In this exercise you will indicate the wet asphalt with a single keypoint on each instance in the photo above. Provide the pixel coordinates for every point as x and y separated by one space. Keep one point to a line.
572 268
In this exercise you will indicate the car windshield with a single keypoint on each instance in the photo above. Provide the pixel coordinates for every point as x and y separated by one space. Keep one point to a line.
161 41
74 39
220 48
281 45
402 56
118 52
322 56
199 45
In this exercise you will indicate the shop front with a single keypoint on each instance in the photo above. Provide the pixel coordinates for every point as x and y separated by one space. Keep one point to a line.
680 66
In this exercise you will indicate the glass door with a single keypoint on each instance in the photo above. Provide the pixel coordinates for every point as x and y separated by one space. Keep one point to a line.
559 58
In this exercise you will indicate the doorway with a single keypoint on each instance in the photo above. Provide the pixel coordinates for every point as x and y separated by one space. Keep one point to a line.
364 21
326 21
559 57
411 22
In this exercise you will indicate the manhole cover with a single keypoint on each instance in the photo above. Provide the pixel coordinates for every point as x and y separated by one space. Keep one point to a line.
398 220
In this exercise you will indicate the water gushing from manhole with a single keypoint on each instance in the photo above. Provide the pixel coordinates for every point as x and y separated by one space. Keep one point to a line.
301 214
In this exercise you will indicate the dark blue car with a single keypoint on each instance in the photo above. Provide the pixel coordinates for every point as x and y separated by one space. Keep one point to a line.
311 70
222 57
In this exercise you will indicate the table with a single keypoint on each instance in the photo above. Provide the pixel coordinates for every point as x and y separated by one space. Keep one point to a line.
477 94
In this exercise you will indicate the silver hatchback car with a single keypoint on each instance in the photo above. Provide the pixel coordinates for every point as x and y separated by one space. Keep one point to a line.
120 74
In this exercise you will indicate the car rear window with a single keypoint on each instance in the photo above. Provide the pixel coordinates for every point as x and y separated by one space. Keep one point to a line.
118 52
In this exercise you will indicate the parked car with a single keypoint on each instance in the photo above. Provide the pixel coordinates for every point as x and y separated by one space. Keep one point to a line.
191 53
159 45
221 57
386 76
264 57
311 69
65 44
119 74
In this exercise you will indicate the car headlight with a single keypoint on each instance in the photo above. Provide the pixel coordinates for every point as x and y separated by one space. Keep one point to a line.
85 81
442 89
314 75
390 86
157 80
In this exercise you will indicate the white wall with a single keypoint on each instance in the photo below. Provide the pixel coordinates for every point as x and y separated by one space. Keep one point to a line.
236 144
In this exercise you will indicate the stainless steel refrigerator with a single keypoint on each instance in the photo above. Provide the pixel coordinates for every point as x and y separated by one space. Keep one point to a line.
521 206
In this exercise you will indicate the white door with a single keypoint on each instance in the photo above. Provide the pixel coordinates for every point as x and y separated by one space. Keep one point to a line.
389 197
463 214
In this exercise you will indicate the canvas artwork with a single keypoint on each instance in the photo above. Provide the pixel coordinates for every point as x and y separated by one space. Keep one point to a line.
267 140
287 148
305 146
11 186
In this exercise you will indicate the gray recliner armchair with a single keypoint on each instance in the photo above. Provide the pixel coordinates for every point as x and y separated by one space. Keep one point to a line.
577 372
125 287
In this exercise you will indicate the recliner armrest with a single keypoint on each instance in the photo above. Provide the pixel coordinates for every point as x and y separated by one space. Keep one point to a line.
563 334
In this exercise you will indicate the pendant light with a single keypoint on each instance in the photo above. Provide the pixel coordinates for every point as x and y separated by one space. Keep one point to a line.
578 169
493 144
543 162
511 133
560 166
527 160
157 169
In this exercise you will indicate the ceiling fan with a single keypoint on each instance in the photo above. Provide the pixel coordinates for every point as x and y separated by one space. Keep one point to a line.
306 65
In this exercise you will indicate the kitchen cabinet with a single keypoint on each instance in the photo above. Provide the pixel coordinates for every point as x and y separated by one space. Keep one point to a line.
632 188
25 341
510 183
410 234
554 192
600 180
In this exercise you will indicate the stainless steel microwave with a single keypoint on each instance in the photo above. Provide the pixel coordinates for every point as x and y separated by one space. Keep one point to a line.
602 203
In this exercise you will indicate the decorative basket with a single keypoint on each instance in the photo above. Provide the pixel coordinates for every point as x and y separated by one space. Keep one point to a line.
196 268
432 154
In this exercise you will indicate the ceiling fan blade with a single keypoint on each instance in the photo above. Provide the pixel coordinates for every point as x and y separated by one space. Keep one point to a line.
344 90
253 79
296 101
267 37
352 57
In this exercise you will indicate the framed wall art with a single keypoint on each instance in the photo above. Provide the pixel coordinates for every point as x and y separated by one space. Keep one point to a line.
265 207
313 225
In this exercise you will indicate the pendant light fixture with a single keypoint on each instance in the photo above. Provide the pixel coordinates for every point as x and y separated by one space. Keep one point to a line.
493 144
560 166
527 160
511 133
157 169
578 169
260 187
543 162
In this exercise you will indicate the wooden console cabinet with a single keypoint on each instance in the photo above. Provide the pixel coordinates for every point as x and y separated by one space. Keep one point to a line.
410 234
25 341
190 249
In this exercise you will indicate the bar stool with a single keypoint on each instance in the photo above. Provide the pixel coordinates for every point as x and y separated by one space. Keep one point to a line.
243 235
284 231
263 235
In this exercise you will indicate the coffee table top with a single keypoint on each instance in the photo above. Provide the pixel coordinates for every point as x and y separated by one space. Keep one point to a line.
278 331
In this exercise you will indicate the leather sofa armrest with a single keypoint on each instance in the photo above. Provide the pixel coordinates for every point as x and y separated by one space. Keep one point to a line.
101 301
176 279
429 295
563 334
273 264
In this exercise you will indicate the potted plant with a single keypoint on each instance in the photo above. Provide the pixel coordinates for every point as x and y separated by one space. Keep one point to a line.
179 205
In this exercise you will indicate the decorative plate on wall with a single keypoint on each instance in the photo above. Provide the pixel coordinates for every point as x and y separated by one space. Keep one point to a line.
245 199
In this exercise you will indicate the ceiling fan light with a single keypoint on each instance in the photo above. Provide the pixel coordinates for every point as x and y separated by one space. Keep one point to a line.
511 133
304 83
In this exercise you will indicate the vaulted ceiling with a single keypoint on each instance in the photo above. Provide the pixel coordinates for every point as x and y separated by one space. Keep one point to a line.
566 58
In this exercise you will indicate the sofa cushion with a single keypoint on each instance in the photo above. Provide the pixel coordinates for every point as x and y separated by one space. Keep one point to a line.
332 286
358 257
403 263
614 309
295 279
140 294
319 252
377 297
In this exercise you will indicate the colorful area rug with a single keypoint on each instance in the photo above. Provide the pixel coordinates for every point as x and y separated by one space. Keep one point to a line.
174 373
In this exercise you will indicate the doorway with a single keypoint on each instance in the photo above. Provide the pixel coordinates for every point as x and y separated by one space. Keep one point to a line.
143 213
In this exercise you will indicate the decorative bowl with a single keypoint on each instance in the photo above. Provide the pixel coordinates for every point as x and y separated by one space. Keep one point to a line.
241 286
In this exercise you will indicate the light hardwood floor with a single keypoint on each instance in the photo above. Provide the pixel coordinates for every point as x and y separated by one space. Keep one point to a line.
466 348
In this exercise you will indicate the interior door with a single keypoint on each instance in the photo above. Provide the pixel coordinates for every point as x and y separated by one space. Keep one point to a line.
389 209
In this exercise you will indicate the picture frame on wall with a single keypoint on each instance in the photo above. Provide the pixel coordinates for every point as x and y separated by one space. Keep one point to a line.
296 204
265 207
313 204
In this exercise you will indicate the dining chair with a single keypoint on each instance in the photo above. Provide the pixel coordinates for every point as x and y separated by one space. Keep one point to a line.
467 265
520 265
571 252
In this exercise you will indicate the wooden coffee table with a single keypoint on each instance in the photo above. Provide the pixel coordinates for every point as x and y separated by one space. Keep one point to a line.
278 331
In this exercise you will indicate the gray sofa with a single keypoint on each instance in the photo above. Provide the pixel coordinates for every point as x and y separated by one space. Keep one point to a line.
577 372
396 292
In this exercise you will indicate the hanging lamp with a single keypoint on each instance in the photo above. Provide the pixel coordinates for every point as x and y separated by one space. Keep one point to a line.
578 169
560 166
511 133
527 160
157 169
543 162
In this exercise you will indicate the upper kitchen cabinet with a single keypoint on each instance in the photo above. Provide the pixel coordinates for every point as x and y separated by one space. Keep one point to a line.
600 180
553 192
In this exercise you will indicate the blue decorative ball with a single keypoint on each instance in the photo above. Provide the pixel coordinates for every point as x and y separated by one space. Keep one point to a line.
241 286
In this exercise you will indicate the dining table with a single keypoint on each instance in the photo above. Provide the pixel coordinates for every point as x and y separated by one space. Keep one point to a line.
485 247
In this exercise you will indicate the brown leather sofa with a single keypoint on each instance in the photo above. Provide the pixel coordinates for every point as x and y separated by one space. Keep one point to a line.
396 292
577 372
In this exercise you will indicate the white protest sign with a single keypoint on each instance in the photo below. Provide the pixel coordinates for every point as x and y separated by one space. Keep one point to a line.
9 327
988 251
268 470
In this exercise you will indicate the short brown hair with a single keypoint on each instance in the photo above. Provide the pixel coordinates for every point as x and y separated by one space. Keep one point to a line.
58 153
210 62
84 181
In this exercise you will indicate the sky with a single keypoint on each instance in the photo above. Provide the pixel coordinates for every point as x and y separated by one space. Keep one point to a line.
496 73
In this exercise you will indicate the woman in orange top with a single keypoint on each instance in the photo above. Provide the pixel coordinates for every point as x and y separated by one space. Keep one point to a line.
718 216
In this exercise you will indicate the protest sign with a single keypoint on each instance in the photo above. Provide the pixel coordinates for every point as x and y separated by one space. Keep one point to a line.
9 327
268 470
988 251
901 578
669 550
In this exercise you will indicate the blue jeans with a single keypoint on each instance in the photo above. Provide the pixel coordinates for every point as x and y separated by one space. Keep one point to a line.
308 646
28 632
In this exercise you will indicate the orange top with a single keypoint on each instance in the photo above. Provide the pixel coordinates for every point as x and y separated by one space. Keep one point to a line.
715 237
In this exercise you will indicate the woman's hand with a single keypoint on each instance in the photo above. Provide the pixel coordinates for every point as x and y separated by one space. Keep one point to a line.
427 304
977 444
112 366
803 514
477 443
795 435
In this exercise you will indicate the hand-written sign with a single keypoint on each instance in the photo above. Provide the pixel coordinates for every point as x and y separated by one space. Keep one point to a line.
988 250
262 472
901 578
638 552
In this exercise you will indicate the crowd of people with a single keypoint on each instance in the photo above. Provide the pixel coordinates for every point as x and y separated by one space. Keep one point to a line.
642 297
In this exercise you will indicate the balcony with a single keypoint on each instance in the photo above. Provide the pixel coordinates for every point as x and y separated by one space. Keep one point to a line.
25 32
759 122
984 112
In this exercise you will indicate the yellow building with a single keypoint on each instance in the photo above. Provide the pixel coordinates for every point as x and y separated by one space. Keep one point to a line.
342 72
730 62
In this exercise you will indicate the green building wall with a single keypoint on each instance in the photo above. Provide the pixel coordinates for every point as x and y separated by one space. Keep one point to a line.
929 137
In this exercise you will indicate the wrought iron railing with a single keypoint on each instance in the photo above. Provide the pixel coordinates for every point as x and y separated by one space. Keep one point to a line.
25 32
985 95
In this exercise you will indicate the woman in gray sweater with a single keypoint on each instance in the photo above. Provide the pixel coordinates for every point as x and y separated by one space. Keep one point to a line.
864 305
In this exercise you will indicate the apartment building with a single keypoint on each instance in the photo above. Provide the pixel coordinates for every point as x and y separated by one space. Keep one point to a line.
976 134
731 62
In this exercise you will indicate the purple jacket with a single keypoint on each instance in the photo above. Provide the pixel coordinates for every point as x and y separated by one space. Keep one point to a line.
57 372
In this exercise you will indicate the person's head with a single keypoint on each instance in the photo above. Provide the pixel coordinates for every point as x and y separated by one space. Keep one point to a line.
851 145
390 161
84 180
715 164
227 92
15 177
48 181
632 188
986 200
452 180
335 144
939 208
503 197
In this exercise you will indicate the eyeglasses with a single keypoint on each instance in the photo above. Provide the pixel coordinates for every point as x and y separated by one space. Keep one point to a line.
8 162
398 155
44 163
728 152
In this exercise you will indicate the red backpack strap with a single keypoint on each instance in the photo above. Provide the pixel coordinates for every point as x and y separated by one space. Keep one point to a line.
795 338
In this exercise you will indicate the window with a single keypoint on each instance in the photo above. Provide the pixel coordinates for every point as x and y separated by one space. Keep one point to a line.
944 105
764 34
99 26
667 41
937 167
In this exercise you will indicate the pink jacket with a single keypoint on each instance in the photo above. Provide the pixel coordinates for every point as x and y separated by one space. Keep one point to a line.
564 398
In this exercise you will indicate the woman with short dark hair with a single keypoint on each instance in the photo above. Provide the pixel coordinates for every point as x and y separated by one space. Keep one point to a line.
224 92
######
THE EXERCISE: Extract the closing run of lines, starting with the one containing "In this exercise you will indicate the pink" and ending at the last, exactly as written.

THE ANSWER:
In this exercise you will indicate the pink jacket with a single keypoint on each instance in the photo above. Provide the pixel coordinates for every point as x and y separated by one space. Keep one point to a line.
564 398
In this exercise you will indicate the woman with short dark hair with a single keypoint on each instance in the photo above. Provide the pixel coordinates for every point as x and y separated by one space. Keep one point to a line.
224 92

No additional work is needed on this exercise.